→ **Work request 1**: Quote the stretch of the course timetabling text from "timetabling, best first" through "each other [1].".

Marvin Chandra Wijaya 

Computer Engineering Department, Maranatha Christian University, Jl. Suria Sumantri 65, Bandung 40164, Indonesia

Corresponding Author Email: 
marvin.cw@eng.maranatha.edu
Page: 
413-418
|
DOI: 
https://doi.org/10.18280/ria.340405
Received: 
26 May 2020
|
Accepted: 
19 July 2020
|
Published: 
30 September 2020
| Citation

OPEN ACCESS

Abstract: 

Course Timetabling is to combine the components of teachers, students, subjects, and time. The schedule consists of days on the horizontal axis and time of the clock on the vertical axis. The best first search algorithm is an algorithm to find a solution from existing nodes. Nodes can be various types of problems. In this case, the node is a two-dimensional schedule. In course timetabling there are several constraints or called heuristic functions that must be calculated. The Heuristic function consists of two parts. The first part is a constraint that must be fulfilled (Hard Constraint). There is a schedule of conflicts of the demands of the teacher cannot teach at a certain time. The second part is a constraint which is an optimization to make the search results better in heuristic value (Soft Constraint). Student schedules and teachers are worked out sequentially so students do not wait too long. Best First Search algorithm is designed in two stages. The first step is to find the first heuristic value that must be fulfilled. The second step is to find the second heuristic value. The quality of the solution obtained is between 40% -75%. The significance of this research is that dividing the Best First Search algorithm into two stages yields advantages in terms of meeting hard constraints and the time needed to process the algorithm better.

Keywords: 

timetabling, best first search, hard constraint, soft constraint

1. Introduction

Timetabling problems can be defined as assigning a set of class courses into a limited number of periods, subjects, teacher's time, and student's time. The complexities and the challenges of the timetabling process showed by timetabling problems arise from the fact that a large of constraints and some of which contradict with each other [1].

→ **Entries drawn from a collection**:
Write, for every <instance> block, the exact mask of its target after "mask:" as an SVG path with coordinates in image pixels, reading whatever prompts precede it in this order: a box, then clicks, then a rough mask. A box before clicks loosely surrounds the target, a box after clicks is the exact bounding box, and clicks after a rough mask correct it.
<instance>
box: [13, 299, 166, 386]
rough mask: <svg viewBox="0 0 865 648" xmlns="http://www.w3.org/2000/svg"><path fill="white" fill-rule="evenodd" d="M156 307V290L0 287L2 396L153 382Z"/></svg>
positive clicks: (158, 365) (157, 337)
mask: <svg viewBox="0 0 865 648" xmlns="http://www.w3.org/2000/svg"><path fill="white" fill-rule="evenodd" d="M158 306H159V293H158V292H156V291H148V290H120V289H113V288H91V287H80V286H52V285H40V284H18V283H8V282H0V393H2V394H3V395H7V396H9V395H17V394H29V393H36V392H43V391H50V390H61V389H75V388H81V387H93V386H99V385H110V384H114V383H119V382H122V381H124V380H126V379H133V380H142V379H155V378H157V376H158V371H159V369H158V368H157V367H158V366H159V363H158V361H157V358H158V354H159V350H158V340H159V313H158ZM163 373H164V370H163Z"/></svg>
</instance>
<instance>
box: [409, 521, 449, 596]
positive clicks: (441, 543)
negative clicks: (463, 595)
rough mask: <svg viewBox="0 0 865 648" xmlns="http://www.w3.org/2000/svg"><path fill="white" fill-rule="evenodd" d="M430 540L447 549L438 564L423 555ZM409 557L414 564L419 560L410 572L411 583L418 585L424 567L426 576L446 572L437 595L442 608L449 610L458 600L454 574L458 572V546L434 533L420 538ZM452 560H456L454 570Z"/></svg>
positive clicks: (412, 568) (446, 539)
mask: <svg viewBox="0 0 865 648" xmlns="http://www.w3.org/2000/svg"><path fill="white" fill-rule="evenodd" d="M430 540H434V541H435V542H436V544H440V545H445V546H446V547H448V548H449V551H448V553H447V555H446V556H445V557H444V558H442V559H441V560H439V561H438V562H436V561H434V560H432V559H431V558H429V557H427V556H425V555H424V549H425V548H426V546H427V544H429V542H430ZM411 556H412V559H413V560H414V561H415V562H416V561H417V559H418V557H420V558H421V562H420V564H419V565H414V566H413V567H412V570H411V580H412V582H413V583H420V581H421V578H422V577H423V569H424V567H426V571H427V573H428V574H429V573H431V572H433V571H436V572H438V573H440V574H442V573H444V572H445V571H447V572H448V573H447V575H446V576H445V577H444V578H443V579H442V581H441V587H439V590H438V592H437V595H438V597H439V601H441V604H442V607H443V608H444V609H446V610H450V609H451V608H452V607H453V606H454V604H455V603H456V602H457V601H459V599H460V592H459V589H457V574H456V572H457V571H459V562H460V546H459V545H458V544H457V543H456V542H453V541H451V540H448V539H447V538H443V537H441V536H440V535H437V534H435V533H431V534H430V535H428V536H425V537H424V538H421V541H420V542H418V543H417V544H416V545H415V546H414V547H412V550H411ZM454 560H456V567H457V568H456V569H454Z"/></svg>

→ **Work request 2**: Print only the stretch of the records from the line that contains "</instance>" through the line that contains "positive clicks: (412, 568) (446, 539)", including both of those lines.

→ **Response box 1**:
timetabling, best first search, hard constraint, soft constraint

1. Introduction

Timetabling problems can be defined as assigning a set of class courses into a limited number of periods, subjects, teacher's time, and student's time. The complexities and the challenges of the timetabling process showed by timetabling problems arise from the fact that a large of constraints and some of which contradict with each other [1].

→ **Response box 2**:
</instance>
<instance>
box: [409, 521, 449, 596]
positive clicks: (441, 543)
negative clicks: (463, 595)
rough mask: <svg viewBox="0 0 865 648" xmlns="http://www.w3.org/2000/svg"><path fill="white" fill-rule="evenodd" d="M430 540L447 549L438 564L423 555ZM409 557L414 564L419 560L410 572L411 583L418 585L424 567L426 576L446 572L437 595L442 608L449 610L458 600L454 574L458 572V546L434 533L420 538ZM452 560H456L454 570Z"/></svg>
positive clicks: (412, 568) (446, 539)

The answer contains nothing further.